→ STATED GOAL
Repeat only the lines from the one holding "Task: indicate the green" down to the last line of the listing below, including both of those lines.

→ AVAILABLE DATA
# # # # #

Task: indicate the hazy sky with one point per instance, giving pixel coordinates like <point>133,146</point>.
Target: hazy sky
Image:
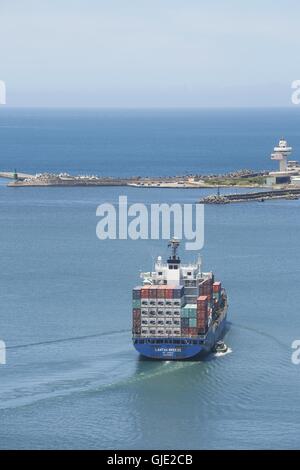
<point>149,53</point>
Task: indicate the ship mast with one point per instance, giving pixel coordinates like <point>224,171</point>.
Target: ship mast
<point>174,244</point>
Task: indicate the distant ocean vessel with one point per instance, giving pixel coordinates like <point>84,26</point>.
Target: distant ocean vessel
<point>179,311</point>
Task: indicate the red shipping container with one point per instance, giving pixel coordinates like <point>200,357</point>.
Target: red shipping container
<point>216,287</point>
<point>152,292</point>
<point>193,331</point>
<point>136,313</point>
<point>136,330</point>
<point>169,293</point>
<point>145,292</point>
<point>184,331</point>
<point>160,292</point>
<point>137,324</point>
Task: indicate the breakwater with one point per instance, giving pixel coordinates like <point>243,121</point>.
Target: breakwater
<point>260,196</point>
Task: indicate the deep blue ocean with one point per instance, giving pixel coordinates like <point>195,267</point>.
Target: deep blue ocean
<point>72,378</point>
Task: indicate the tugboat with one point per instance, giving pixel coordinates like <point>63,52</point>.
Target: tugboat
<point>220,347</point>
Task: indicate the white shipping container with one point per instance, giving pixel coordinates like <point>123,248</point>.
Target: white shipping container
<point>152,312</point>
<point>160,332</point>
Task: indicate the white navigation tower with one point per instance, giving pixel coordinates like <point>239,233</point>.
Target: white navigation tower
<point>281,154</point>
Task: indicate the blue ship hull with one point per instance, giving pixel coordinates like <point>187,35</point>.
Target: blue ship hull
<point>179,348</point>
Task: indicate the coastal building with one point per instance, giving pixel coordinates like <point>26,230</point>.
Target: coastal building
<point>287,168</point>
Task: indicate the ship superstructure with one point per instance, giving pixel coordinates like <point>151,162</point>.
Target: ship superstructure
<point>179,310</point>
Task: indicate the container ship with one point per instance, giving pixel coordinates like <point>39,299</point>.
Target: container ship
<point>179,312</point>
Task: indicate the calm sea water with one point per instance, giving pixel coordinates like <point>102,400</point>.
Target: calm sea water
<point>73,379</point>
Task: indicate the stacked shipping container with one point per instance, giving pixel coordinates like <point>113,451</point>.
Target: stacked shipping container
<point>164,310</point>
<point>156,310</point>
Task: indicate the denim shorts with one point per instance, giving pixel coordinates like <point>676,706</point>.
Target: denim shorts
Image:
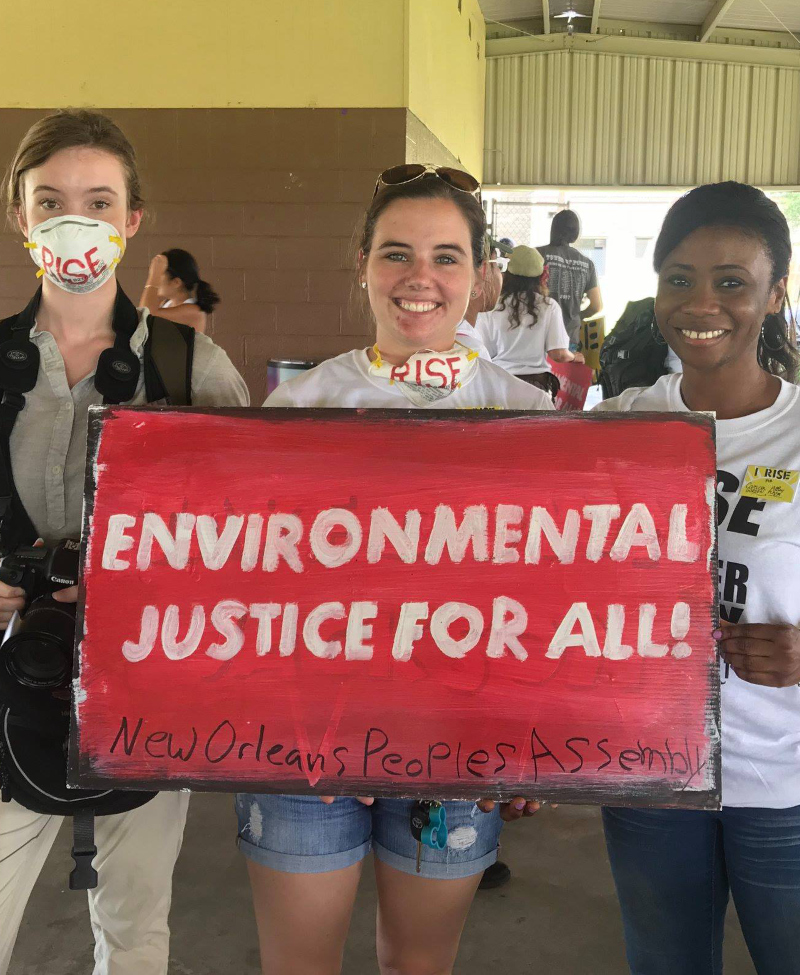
<point>301,834</point>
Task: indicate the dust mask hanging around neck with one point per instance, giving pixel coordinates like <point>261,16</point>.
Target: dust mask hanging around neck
<point>428,376</point>
<point>76,253</point>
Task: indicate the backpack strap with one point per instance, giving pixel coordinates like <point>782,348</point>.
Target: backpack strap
<point>168,358</point>
<point>16,527</point>
<point>84,875</point>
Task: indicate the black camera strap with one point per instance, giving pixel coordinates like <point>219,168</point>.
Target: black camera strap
<point>84,875</point>
<point>168,358</point>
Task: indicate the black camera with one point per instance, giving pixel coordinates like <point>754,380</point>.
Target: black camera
<point>39,655</point>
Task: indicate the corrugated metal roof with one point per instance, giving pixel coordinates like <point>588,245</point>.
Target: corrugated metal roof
<point>570,118</point>
<point>751,14</point>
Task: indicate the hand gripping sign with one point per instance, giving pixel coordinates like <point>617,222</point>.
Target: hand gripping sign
<point>438,604</point>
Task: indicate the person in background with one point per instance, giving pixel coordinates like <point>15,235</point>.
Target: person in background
<point>722,259</point>
<point>526,325</point>
<point>421,257</point>
<point>175,290</point>
<point>572,275</point>
<point>74,184</point>
<point>494,266</point>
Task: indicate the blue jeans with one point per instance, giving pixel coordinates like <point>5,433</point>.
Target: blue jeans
<point>674,871</point>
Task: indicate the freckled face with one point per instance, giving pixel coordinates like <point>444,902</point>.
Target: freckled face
<point>80,181</point>
<point>419,274</point>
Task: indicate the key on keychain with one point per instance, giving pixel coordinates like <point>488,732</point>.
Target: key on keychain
<point>428,826</point>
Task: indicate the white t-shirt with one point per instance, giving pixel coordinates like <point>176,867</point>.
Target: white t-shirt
<point>759,582</point>
<point>523,349</point>
<point>346,382</point>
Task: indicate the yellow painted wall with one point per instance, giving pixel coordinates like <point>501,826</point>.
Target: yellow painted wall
<point>206,54</point>
<point>446,78</point>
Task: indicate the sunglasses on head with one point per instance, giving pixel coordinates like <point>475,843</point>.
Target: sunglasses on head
<point>408,172</point>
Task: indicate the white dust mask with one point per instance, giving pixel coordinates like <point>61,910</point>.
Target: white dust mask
<point>428,376</point>
<point>76,253</point>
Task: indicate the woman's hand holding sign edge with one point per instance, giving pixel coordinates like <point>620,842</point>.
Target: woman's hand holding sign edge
<point>761,653</point>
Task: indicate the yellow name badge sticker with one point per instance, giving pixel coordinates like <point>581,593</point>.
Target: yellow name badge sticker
<point>770,484</point>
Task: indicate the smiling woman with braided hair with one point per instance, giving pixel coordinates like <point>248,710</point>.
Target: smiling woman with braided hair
<point>723,258</point>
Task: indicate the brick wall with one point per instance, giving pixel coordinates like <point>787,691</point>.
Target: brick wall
<point>268,201</point>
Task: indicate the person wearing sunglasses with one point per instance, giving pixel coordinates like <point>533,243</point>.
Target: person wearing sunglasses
<point>420,261</point>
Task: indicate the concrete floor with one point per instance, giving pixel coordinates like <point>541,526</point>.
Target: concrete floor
<point>558,915</point>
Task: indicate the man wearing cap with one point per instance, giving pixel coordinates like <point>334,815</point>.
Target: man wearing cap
<point>572,275</point>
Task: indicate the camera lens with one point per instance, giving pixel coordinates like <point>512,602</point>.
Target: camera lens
<point>39,662</point>
<point>39,655</point>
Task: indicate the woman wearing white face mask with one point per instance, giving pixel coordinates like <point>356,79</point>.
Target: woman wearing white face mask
<point>74,190</point>
<point>421,257</point>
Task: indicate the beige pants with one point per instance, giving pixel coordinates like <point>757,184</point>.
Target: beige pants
<point>136,854</point>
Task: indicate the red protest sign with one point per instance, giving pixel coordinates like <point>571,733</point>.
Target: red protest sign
<point>400,602</point>
<point>575,379</point>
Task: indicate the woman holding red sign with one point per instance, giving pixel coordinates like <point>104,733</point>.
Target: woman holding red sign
<point>420,260</point>
<point>723,258</point>
<point>74,189</point>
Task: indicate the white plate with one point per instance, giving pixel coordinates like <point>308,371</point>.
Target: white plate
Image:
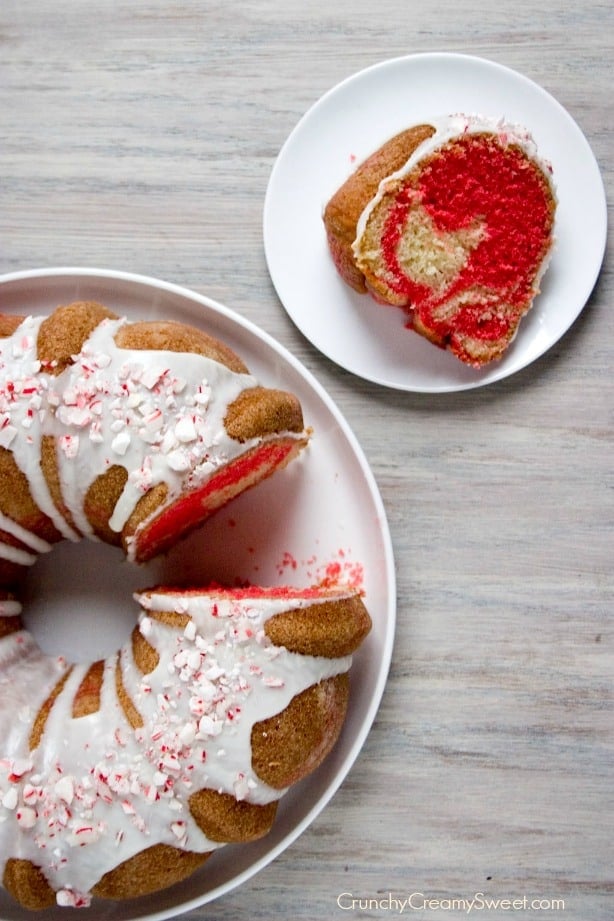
<point>323,509</point>
<point>350,122</point>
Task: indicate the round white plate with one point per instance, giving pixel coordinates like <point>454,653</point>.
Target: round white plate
<point>323,511</point>
<point>342,129</point>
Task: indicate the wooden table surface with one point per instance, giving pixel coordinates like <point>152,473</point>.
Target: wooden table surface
<point>140,136</point>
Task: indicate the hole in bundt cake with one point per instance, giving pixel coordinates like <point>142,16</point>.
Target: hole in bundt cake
<point>93,584</point>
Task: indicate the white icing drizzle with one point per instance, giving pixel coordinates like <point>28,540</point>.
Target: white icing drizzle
<point>446,129</point>
<point>96,791</point>
<point>159,414</point>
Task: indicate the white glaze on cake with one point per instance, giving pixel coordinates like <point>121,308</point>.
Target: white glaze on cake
<point>160,414</point>
<point>96,791</point>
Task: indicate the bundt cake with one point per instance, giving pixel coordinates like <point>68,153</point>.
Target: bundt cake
<point>452,221</point>
<point>121,776</point>
<point>131,433</point>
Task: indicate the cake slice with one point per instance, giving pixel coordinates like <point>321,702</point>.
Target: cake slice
<point>458,236</point>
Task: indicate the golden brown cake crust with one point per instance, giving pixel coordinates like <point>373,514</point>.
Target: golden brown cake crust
<point>289,746</point>
<point>153,869</point>
<point>347,204</point>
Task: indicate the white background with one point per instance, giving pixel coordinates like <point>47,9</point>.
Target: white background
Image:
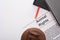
<point>15,14</point>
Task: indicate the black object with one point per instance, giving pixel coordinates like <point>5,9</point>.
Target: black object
<point>50,5</point>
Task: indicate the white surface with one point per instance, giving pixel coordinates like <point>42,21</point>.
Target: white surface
<point>14,15</point>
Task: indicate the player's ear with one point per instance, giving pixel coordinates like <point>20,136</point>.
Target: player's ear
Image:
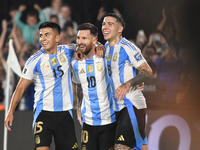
<point>57,38</point>
<point>121,28</point>
<point>95,39</point>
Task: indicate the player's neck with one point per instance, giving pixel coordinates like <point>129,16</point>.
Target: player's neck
<point>90,54</point>
<point>114,41</point>
<point>51,51</point>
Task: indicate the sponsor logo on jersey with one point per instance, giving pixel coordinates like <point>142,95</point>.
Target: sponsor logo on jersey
<point>138,57</point>
<point>83,147</point>
<point>45,66</point>
<point>90,68</point>
<point>99,67</point>
<point>75,146</point>
<point>109,58</point>
<point>37,139</point>
<point>24,71</point>
<point>82,71</point>
<point>53,61</point>
<point>62,58</point>
<point>121,138</point>
<point>115,57</point>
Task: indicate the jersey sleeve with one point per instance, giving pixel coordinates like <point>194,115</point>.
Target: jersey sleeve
<point>134,55</point>
<point>29,69</point>
<point>75,78</point>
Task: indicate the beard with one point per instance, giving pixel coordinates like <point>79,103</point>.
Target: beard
<point>88,48</point>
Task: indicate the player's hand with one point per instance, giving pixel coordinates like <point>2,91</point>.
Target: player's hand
<point>79,115</point>
<point>140,86</point>
<point>37,7</point>
<point>99,49</point>
<point>121,91</point>
<point>8,121</point>
<point>22,8</point>
<point>78,55</point>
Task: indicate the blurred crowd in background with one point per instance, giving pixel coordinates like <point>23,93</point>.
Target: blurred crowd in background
<point>164,47</point>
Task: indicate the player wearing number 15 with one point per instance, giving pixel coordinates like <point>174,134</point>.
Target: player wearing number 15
<point>49,68</point>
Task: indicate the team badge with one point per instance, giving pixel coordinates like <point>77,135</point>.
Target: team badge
<point>37,139</point>
<point>138,57</point>
<point>83,147</point>
<point>53,61</point>
<point>45,66</point>
<point>109,58</point>
<point>75,146</point>
<point>115,57</point>
<point>24,71</point>
<point>99,67</point>
<point>62,58</point>
<point>82,71</point>
<point>90,68</point>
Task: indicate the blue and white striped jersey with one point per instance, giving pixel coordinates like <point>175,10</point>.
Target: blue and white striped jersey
<point>52,78</point>
<point>97,104</point>
<point>121,63</point>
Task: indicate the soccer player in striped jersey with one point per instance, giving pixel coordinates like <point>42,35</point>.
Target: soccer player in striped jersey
<point>49,69</point>
<point>122,60</point>
<point>98,115</point>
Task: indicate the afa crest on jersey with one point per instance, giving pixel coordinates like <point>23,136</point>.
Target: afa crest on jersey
<point>109,58</point>
<point>45,66</point>
<point>115,57</point>
<point>62,58</point>
<point>24,71</point>
<point>53,61</point>
<point>90,68</point>
<point>99,67</point>
<point>138,57</point>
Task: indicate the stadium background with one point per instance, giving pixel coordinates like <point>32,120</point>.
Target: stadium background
<point>174,128</point>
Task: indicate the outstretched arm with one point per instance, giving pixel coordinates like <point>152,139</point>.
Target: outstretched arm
<point>79,102</point>
<point>144,73</point>
<point>21,87</point>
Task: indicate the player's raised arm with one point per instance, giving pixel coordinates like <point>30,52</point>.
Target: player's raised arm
<point>21,87</point>
<point>144,72</point>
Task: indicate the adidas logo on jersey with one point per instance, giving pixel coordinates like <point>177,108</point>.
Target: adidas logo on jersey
<point>75,146</point>
<point>82,71</point>
<point>121,138</point>
<point>45,66</point>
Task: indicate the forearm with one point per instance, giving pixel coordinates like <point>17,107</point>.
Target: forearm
<point>2,38</point>
<point>79,95</point>
<point>17,95</point>
<point>144,73</point>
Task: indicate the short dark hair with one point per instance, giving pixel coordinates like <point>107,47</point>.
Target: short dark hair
<point>89,26</point>
<point>49,24</point>
<point>118,17</point>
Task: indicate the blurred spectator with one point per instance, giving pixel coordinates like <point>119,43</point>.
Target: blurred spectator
<point>31,26</point>
<point>65,17</point>
<point>54,18</point>
<point>170,68</point>
<point>167,28</point>
<point>54,9</point>
<point>157,40</point>
<point>154,90</point>
<point>3,56</point>
<point>149,53</point>
<point>141,39</point>
<point>10,22</point>
<point>67,35</point>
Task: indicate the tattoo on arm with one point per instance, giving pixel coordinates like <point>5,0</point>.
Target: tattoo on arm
<point>79,95</point>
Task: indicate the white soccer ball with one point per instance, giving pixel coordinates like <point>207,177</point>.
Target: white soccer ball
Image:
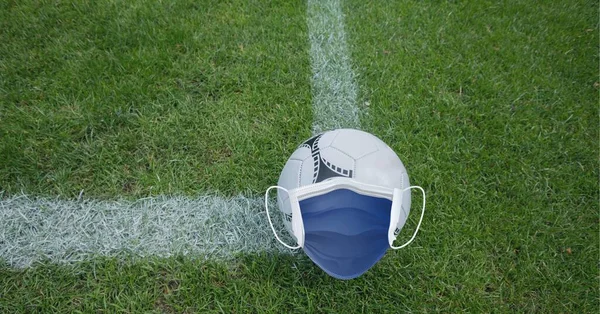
<point>342,153</point>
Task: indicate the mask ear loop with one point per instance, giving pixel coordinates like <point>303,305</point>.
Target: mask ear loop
<point>420,220</point>
<point>269,216</point>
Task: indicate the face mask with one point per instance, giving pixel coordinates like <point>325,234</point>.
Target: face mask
<point>345,226</point>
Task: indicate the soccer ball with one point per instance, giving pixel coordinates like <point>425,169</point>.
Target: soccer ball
<point>342,153</point>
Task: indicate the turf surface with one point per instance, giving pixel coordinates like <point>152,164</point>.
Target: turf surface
<point>493,107</point>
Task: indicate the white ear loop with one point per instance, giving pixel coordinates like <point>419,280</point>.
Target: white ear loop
<point>269,216</point>
<point>420,220</point>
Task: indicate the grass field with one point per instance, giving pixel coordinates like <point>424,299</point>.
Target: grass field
<point>492,106</point>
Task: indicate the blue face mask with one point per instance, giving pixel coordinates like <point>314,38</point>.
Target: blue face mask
<point>345,226</point>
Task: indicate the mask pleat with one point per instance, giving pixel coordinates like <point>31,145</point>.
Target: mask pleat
<point>345,232</point>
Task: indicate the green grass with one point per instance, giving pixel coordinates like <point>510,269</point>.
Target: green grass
<point>136,99</point>
<point>493,107</point>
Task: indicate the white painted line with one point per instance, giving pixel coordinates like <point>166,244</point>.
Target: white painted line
<point>334,89</point>
<point>66,231</point>
<point>69,231</point>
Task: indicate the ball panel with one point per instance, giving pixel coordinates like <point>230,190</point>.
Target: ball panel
<point>355,143</point>
<point>337,160</point>
<point>382,168</point>
<point>307,171</point>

# # # # #

→ SOLUTION TO THE PROBLEM
Task: indicate the green grass with one point per instance, giving pixel coordinates like <point>510,269</point>.
Target: green grass
<point>136,99</point>
<point>493,107</point>
Task: indicate the white painted line with one point per instance, giving pixel coordinates like <point>166,244</point>.
Target: white painted line
<point>334,89</point>
<point>66,231</point>
<point>69,231</point>
Task: indicate the ball panel with one point per instance, giving pixel coordinates like <point>230,190</point>.
Target: ball panel
<point>355,143</point>
<point>337,160</point>
<point>382,168</point>
<point>307,171</point>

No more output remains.